ЗАДАНИЯ:
1 - Переведите на английский язык предложение из отрывка о Михаиле Провыче: «Он владел пятью языками, в том числе испанским, и переводил пьесы без словаря».
2 - Какой подписью, согласно отрывку о Михаиле Провыче, были подписаны его басни, ходившие по рукам?

:: СТАТЬЯ

Когда управляющим театрами назначили вместо пехотного офицера Пчельникова кавалериста Теляковского, Михаил Провыч пустил следующее четверостишие: Управляла когда‑ то пехота Образцовым искусства рассадником, А теперь управленья забота Перешла почему‑ то ко всадникам… Войдя как‑ то на репетицию в Малый театр, Михаил Провыч услыхал жестокий запах нафталина и тут же сказал:
Не житье нам, а малина. Этот запах нафталина Убеждает всех, что Боль Выводил в театре моль.
Остроумны были многочисленные басни Михаила Провыча, писавшиеся им нередко на злобу дня и ходившие по рукам с его любимой подписью: «Хемницер II». Он владел пятью языками, в том числе испанским, и переводил пьесы без словаря. Коренной москвич, он всей душой любил Москву, любил Россию и никогда не бывал за границей. Когда его приглашали за границу, он всегда отказывался и говорил: – Я лучше поеду на Оку, на Волгу стерлядей да икру есть. Чистый, самобытный москвич, он для шутки иногда любил сказать по‑ старомосковски: – Я намедни его встретил у Трухмальных ворот, – и говорил это так, как будто иначе и нельзя сказать. Сыну Михаила Провыча, тоже артисту Малого театра, Прову Михайловичу, я как‑ то, вспоминая отца и деда, сказал:
Пров велик и славен был, Был велик и Михаил. Слава их сверкает снова Нам в таланте ярком Прова.

::::
:: ИСХОДНЫЕ ДАННЫЕ

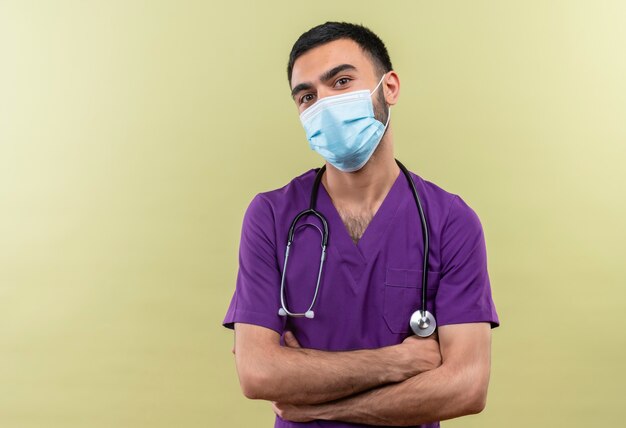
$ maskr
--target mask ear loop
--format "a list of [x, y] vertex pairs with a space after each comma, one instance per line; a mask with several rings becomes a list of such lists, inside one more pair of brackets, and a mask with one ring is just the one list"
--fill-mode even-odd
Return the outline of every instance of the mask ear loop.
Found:
[[383, 80], [385, 79], [385, 75], [387, 73], [383, 74], [383, 77], [380, 78], [380, 80], [378, 81], [378, 85], [376, 85], [376, 87], [374, 88], [374, 90], [372, 92], [370, 92], [370, 96], [374, 95], [374, 92], [376, 92], [376, 89], [378, 89], [378, 87], [380, 86], [381, 83], [383, 83]]
[[[383, 83], [383, 80], [385, 79], [385, 75], [386, 74], [387, 73], [383, 74], [383, 77], [380, 78], [380, 81], [378, 82], [378, 85], [376, 85], [374, 90], [372, 92], [370, 92], [370, 96], [372, 96], [374, 94], [374, 92], [376, 92], [376, 90], [378, 89], [380, 84]], [[387, 103], [385, 103], [385, 104], [387, 104]], [[391, 105], [387, 106], [387, 122], [385, 123], [385, 127], [383, 128], [383, 132], [387, 130], [387, 125], [389, 125], [389, 119], [391, 119]]]

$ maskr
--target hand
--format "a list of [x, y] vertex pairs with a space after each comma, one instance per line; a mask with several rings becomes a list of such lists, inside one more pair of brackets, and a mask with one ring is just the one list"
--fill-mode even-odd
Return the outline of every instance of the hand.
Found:
[[417, 370], [416, 374], [436, 369], [442, 363], [436, 331], [428, 337], [409, 336], [402, 341], [400, 349], [411, 367]]
[[302, 346], [300, 346], [300, 343], [298, 342], [298, 339], [296, 339], [296, 336], [292, 332], [286, 331], [284, 337], [285, 345], [287, 345], [289, 348], [302, 348]]
[[291, 422], [311, 422], [315, 418], [311, 416], [311, 410], [314, 406], [311, 405], [296, 405], [285, 404], [272, 401], [272, 409], [274, 413], [280, 416], [282, 419]]

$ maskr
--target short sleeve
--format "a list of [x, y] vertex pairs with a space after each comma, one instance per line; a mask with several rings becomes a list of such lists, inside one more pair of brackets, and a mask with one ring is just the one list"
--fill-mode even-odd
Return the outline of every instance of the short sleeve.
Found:
[[278, 315], [280, 272], [274, 230], [272, 208], [262, 194], [257, 194], [243, 219], [237, 283], [224, 327], [234, 329], [234, 323], [241, 322], [282, 334], [285, 321]]
[[498, 327], [483, 228], [474, 210], [458, 195], [451, 201], [441, 232], [441, 261], [437, 324], [489, 322], [491, 328]]

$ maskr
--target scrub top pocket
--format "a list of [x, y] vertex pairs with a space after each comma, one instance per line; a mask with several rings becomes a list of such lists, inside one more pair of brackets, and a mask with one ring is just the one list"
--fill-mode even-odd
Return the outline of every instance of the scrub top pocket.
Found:
[[[383, 302], [383, 318], [392, 333], [412, 333], [411, 315], [422, 307], [422, 270], [387, 268]], [[435, 314], [435, 296], [439, 288], [439, 272], [428, 272], [426, 309]]]

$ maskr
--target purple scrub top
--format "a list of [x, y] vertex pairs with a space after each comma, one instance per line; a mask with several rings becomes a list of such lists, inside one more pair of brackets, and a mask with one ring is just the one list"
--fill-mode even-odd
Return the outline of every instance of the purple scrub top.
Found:
[[[327, 257], [313, 310], [315, 318], [278, 315], [285, 246], [293, 218], [309, 207], [316, 170], [280, 189], [257, 194], [246, 210], [237, 284], [223, 325], [256, 324], [279, 334], [290, 330], [305, 348], [371, 349], [401, 343], [412, 334], [411, 314], [421, 307], [423, 237], [419, 212], [400, 171], [358, 244], [354, 244], [320, 183], [317, 210], [329, 228]], [[458, 195], [411, 172], [429, 225], [427, 309], [438, 326], [500, 321], [491, 296], [480, 220]], [[320, 222], [301, 219], [286, 274], [287, 309], [308, 309], [319, 269]], [[315, 227], [317, 226], [317, 227]], [[275, 427], [365, 427], [336, 421]], [[439, 427], [439, 422], [420, 427]]]

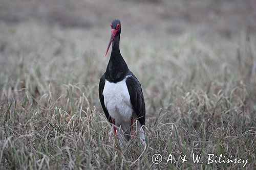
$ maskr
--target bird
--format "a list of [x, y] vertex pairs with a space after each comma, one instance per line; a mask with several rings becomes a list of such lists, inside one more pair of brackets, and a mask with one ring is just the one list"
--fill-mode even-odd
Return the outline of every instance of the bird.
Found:
[[[129, 69], [119, 48], [121, 21], [114, 19], [110, 25], [111, 35], [105, 57], [112, 44], [105, 72], [100, 78], [99, 96], [105, 115], [112, 125], [111, 132], [122, 144], [137, 136], [141, 144], [146, 144], [145, 133], [145, 106], [141, 85]], [[121, 130], [119, 136], [117, 128]], [[134, 131], [135, 129], [135, 131]], [[123, 139], [119, 136], [123, 136]]]

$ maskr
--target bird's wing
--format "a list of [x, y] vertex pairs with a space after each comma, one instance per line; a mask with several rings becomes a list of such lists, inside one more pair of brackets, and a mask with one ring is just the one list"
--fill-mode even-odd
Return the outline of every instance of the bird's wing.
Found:
[[101, 104], [101, 106], [102, 107], [103, 111], [105, 113], [105, 115], [106, 118], [110, 123], [112, 123], [112, 119], [111, 117], [109, 114], [108, 110], [106, 110], [106, 107], [105, 106], [105, 104], [104, 103], [104, 96], [103, 95], [103, 90], [104, 89], [104, 86], [105, 86], [105, 74], [101, 76], [100, 80], [99, 81], [99, 100], [100, 101], [100, 103]]
[[140, 125], [144, 125], [146, 109], [141, 85], [133, 74], [127, 78], [126, 83], [133, 108]]

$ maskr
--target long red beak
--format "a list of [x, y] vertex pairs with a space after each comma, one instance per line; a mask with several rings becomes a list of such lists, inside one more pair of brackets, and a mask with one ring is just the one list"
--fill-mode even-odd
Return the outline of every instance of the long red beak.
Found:
[[115, 29], [111, 29], [111, 36], [110, 37], [110, 42], [109, 42], [109, 45], [108, 45], [108, 48], [106, 48], [106, 54], [105, 54], [105, 57], [108, 54], [108, 52], [109, 51], [109, 49], [110, 48], [110, 45], [111, 44], [111, 42], [112, 42], [114, 37], [116, 35], [116, 32], [117, 32], [117, 30]]

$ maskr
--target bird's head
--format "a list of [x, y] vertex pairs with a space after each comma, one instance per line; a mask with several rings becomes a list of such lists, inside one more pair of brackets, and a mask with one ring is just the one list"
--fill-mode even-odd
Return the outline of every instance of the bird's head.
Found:
[[119, 34], [121, 32], [121, 21], [120, 20], [117, 19], [114, 19], [112, 21], [112, 23], [110, 25], [110, 26], [111, 27], [111, 36], [110, 37], [109, 45], [108, 45], [108, 48], [106, 48], [105, 56], [106, 56], [108, 54], [109, 48], [110, 48], [110, 45], [111, 44], [114, 38], [117, 34]]

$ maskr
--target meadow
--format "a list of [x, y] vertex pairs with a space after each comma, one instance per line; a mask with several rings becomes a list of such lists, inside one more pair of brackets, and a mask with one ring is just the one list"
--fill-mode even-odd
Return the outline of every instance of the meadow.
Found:
[[[143, 3], [114, 7], [122, 3], [134, 12], [120, 16], [120, 51], [142, 85], [147, 147], [137, 139], [116, 147], [100, 106], [98, 83], [109, 59], [103, 56], [114, 14], [106, 11], [99, 21], [108, 19], [98, 25], [93, 17], [87, 25], [62, 14], [54, 19], [60, 23], [17, 14], [18, 21], [0, 18], [0, 169], [255, 168], [256, 32], [226, 25], [221, 28], [229, 32], [222, 31], [205, 22], [195, 27], [184, 18], [182, 30], [166, 30], [162, 20], [151, 29], [155, 18], [140, 19], [164, 5], [150, 1], [155, 11], [138, 16]], [[130, 24], [129, 17], [137, 21]], [[158, 164], [156, 153], [162, 157]], [[170, 153], [176, 163], [166, 164]], [[193, 153], [203, 163], [193, 163]], [[210, 153], [248, 163], [207, 164]]]

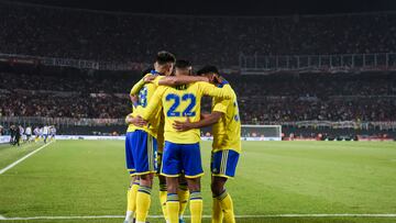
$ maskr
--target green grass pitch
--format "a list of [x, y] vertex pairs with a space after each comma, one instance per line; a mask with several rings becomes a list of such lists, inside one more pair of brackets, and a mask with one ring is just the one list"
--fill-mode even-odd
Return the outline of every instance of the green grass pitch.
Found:
[[[43, 144], [0, 146], [0, 169]], [[123, 215], [129, 176], [122, 141], [57, 141], [0, 175], [0, 215]], [[396, 213], [394, 142], [243, 142], [228, 191], [237, 215]], [[210, 215], [210, 142], [201, 143], [204, 214]], [[157, 180], [151, 215], [160, 215]], [[188, 214], [188, 213], [187, 213]], [[122, 222], [24, 220], [2, 222]], [[189, 221], [187, 219], [187, 221]], [[205, 219], [205, 222], [209, 222]], [[150, 222], [164, 222], [150, 219]], [[241, 218], [237, 222], [396, 222], [396, 218]]]

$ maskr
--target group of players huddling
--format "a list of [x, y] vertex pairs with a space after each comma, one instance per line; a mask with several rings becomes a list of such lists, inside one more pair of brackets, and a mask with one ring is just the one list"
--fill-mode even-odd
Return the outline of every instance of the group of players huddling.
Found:
[[[125, 223], [145, 223], [153, 178], [160, 179], [160, 201], [168, 223], [184, 222], [189, 201], [191, 222], [201, 222], [204, 175], [200, 127], [212, 125], [212, 222], [235, 222], [231, 196], [224, 185], [233, 178], [241, 152], [241, 123], [237, 96], [215, 66], [193, 75], [187, 60], [168, 52], [156, 55], [154, 69], [131, 90], [133, 112], [125, 140], [131, 175]], [[200, 113], [202, 96], [212, 97], [210, 114]]]

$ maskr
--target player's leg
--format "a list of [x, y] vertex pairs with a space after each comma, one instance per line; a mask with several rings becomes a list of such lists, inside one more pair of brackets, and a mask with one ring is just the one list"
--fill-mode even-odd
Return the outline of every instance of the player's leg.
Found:
[[164, 219], [166, 221], [168, 219], [167, 211], [166, 211], [167, 188], [166, 188], [166, 178], [161, 175], [162, 157], [163, 157], [163, 153], [158, 150], [158, 153], [157, 153], [157, 177], [158, 177], [158, 182], [160, 182], [158, 196], [160, 196], [161, 209], [162, 209]]
[[182, 175], [179, 177], [178, 182], [179, 182], [179, 186], [178, 186], [178, 189], [177, 189], [177, 194], [178, 194], [179, 201], [180, 201], [179, 223], [184, 223], [185, 221], [183, 220], [183, 216], [184, 216], [184, 213], [186, 211], [190, 193], [189, 193], [189, 190], [188, 190], [187, 180], [186, 180], [184, 175]]
[[135, 176], [135, 165], [133, 160], [132, 147], [134, 143], [134, 132], [127, 133], [125, 138], [125, 160], [127, 168], [129, 174], [131, 175], [130, 187], [127, 192], [127, 214], [125, 214], [125, 223], [132, 223], [136, 212], [136, 194], [139, 189], [139, 177]]
[[167, 222], [178, 223], [179, 198], [177, 194], [178, 177], [182, 174], [179, 146], [165, 142], [161, 174], [166, 177], [166, 211]]
[[[212, 222], [235, 222], [233, 202], [231, 196], [226, 190], [226, 182], [235, 175], [239, 154], [231, 149], [218, 150], [212, 153], [211, 190], [213, 196]], [[220, 208], [220, 209], [219, 209]]]
[[200, 190], [200, 177], [204, 175], [199, 143], [183, 145], [183, 169], [190, 192], [189, 208], [191, 223], [202, 221], [202, 196]]
[[136, 175], [140, 176], [140, 187], [136, 194], [136, 222], [146, 222], [151, 207], [153, 177], [156, 172], [156, 140], [144, 131], [135, 131], [135, 142], [132, 147]]
[[124, 223], [132, 223], [136, 212], [136, 193], [139, 189], [139, 177], [131, 176], [130, 187], [127, 191], [127, 214]]

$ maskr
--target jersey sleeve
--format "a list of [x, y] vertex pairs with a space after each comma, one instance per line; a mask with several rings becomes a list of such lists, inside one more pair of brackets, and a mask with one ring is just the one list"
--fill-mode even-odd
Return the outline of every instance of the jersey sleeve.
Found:
[[157, 76], [152, 82], [155, 85], [155, 86], [160, 86], [160, 80], [163, 79], [165, 76]]
[[162, 108], [162, 94], [164, 93], [165, 88], [164, 87], [158, 87], [153, 97], [150, 99], [147, 107], [144, 109], [144, 112], [142, 113], [142, 118], [144, 120], [150, 120], [150, 118], [152, 116], [152, 114], [155, 113], [155, 111], [157, 109]]
[[222, 101], [217, 101], [213, 105], [212, 111], [217, 111], [217, 112], [221, 112], [221, 113], [227, 113], [227, 108], [229, 107], [229, 104], [231, 103], [231, 100], [222, 100]]
[[144, 78], [147, 77], [148, 75], [151, 75], [151, 74], [145, 75], [141, 80], [139, 80], [139, 81], [132, 87], [131, 92], [130, 92], [131, 96], [138, 94], [138, 92], [140, 91], [140, 89], [142, 89], [143, 86], [144, 86], [144, 83], [145, 83], [145, 82], [144, 82]]
[[231, 99], [232, 93], [227, 88], [218, 88], [208, 82], [197, 82], [199, 85], [199, 89], [201, 89], [205, 96], [217, 97], [221, 99]]

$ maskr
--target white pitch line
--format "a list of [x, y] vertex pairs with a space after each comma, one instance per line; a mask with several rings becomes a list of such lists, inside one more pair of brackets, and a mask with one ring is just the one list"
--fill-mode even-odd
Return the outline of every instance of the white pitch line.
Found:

::::

ОТВЕТЫ К ЗАДАНИЯМ:
1 - He knew five languages, including Spanish, and translated plays without a dictionary.

2 - «Хемницер II».